▶ [ИСХОДНЫЙ ТЕКСТ]
--
И тут же начинает хлопотать, в суету включается и Зоя Васильевна. Появились мешки, в которые у нас обычно ссыпают картошку, вскрыты укутанные под деревьями кучи, и нашему взгляду предстают фантастической красоты (и как тут же убедились: отменного вкуса!) яблоки. И так же, как мы на Урале картошку, стал насыпать Борис Николаевич в эти мешки яблоки: «Вот хорошо, ребятам увезете! Вот как хорошо!»

Насыпаны и завязаны мешки, отведали мы яблок и груш, а Зоя Васильевна и Борис Николаевич все еще не могут успокоиться — увидели на сиденье свободное местечко, еще яблок добавили, пытались во все свободные карманы нам положить, да яблоки-то в карман… не лезут — такие крупные! Взяли слово, что на обратной дороге заедем снова, и долго смотрели нам вслед.

За многие годы Зоя Васильевна и Борис Николаевич не продали ни одного яблока на базаре — все, что выращивают, с любой оказией отправляют на далекие и ближние заставы.

Потом, когда мы добрались до цели, когда увидели окружающие несколько домиков заставы неприступные горы — без снега (сдувает), без растительности (что удержится на скалах?), когда увидели, как радостно несли солдаты весомый мешок (привет от Бориса Николаевича), когда увидели эти яблоки на солдатском столе, мы поняли, что значат они для ребят в заоблачной выси…

…Ну а теперь, когда укомплектован наш «экипаж», когда загружена почта и кинофильмы, когда визит на «заставу номер семь» окончательно утяжелил наш «уазик», можно и о горах. Тем более, что сразу наш путь по асфальту обрывается поворотом влево — в горы, в ущелье горной реки.

Горы… Загляните в учебник географии и почитайте, что там написано про Тянь-Шань. Посмотрите, какой густой, темно-коричневой краской обозначены они. Это неприступные скалы. Вершины можно увидеть из окон машины, лишь приклонив голову чуть не до пола кабины. Горы в снегу, который не тает и летом, горы без снега, который с них сдувает зимним ветром, горы в темно-зеленых юбочках из тянь-шаньских елей внизу и абсолютно обнаженные, без какой-либо растительности наверху. Горные и реки и речушки в ущельях, перевалы, верхняя точка которых колеблется возле отметки 4000 метров. Дороги, как тропы горного козла, зависающие над обрывами-пропастями и петляющие вверх к перевалам, зажатые в теснинах и зауженные каменными осыпями, заметенные снегом и обледеневшие на ветру…

Скажу лишь одно: первая (асфальтированная часть) половина пути заняла каких-то два часа, и такое же расстояние в горах отняло шесть часов, а табличка в кабине: «Скорость не более 60 километров в час!» выглядит насмешкой, потому что в отдельных местах стрелка спидометра вообще не хочет отделяться от нуля… И дорога только по спидометру делится на два равных отрезка, а по карте горная часть куда как коротка, и длина эта достигается за счет головокружительных петель и поворотов, подъемов и спусков.
--
▶ [ПРЕДОСТАВЛЕННЫЕ ЗАПИСИ]
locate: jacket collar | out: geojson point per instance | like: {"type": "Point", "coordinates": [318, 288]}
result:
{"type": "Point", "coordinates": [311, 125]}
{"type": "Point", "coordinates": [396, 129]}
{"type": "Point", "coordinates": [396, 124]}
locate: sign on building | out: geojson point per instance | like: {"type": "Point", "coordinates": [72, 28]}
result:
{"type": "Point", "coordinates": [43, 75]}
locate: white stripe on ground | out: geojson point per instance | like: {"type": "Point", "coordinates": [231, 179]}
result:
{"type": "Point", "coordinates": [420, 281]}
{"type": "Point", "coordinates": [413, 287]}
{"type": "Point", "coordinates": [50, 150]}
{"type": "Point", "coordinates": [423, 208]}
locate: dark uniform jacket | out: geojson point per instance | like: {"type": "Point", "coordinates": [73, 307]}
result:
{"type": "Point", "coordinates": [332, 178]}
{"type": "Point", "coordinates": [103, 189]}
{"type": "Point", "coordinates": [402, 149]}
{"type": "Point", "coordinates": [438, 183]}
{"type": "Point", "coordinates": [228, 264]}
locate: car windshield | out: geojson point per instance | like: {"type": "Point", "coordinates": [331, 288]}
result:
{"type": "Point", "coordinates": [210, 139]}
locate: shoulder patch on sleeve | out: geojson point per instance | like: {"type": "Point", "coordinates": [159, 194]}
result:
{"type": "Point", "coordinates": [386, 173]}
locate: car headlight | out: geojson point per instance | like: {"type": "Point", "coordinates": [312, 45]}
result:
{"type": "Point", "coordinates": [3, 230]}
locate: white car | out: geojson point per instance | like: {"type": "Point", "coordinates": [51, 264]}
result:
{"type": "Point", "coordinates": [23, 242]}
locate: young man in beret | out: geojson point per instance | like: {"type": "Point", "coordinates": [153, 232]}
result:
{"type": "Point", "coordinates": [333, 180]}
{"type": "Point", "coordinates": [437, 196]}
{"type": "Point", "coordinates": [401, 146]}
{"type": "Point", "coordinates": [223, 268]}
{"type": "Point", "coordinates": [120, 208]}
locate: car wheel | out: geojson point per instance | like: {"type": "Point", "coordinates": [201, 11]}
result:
--
▶ [ЗАДАНИЯ]
(a) Ответьте по тексту о поездке на заставу:
(i) Куда Зоя Васильевна и Борис Николаевич отправляют все выращенные яблоки?
(ii) Сколько часов заняла асфальтированная половина пути и сколько такое же расстояние в горах?
(iii) Возле какой отметки колеблется верхняя точка перевалов?
(b) Продолжите текст о поездке на заставу после его последнего предложения.

▶ [ОТВЕТЫ ПО ЗАДАНИЯМ]
(a)
(i) С любой оказией на далекие и ближние заставы.
(ii) Асфальтированная половина пути заняла два часа, такое же расстояние в горах отняло шесть часов.
(iii) Возле отметки 4000 метров.

(b)
Такая вот дорога, на которой с нежностью вспоминаешь о тряском и гулком вертолете, и привела нас на первую заставу. Назову я ее, чтобы отличать от следующей, — Оазис. В распадке между скалистыми горами, на слиянии двух рек, окруженная несколькими деревьями, безлистными в эту пору, неожиданно возникшая из-за очередного поворота, когда уже наши силы (пассажиров просто!) были на исходе, она показалась действительно оазисом, и это правда.

И еще потому назвал эту заставу Оазисом, что на очередном контрольном пункте, где нужно было докладывать о прохождении этапа, увидел два фантастических дерева. Мало того, что вокруг был поистине (как обещали нам внизу) лунный пейзаж, а истинное название горной долины давно заменил на «Долину смерти» (попади в буран — не выедешь) — у здания «росли» два невиданных дерева. Стволы им заменяли чугунные покрашенные трубы, ветки были сделаны из проволоки, и на ветру гремели металлические зеленые листья. Нет, это не псевдодекор, которым иногда украшают еще наши кафе, это тоска по зеленому листочку, которого не видят ребята долгие месяцы службы.

А в Оазисе на площадке росло несколько деревьев, и сплетенные корни-стволы одного показывали, как дорого достается им эта жизнь. Вокруг был посажен еще десяток-другой. Как сказал офицер Марат Мажитов, одни прижились, другие придется убирать, садить новые. Но каждый год приживается хоть несколько деревцев, и над водой горной речушки летом клубится легкое облачко зелени, о которой так тоскует сердце солдата, приехавшего сюда или от наших кудрявых уральских берез, или из Мещерских лесов…

Марат Мажитов здесь пятый год, и то, что мы увидели, — дело хлопот его и старание солдатских рук.

В теснине голых скал на берегу речушки прежде всего привлекают внимание два двухэтажных домика — в одном собственно застава, где пограничники готовят пищу и едят, смотрят телевизор и пишут письма домой, спят и умываются. В другом живут семьи офицеров и прапорщиков. Вокруг рассыпались, если можно так сказать о площадке размером с футбольное поле, вспомогательные помещения: гараж и котельная, баня и вольер для собак, конюшня и скотный двор. В конюшне несколько неприхотливых, выносливых лошадей, которые несут вместе с пограничниками нелегкую службу (каково им, можете представить по тому, что наш «уазик» на горных дорогах явно задыхался). В помещениях для скота несколько свиней, две коровы, бык, два теленка. А еще обнаружил я прилепившуюся к скале… теплицу!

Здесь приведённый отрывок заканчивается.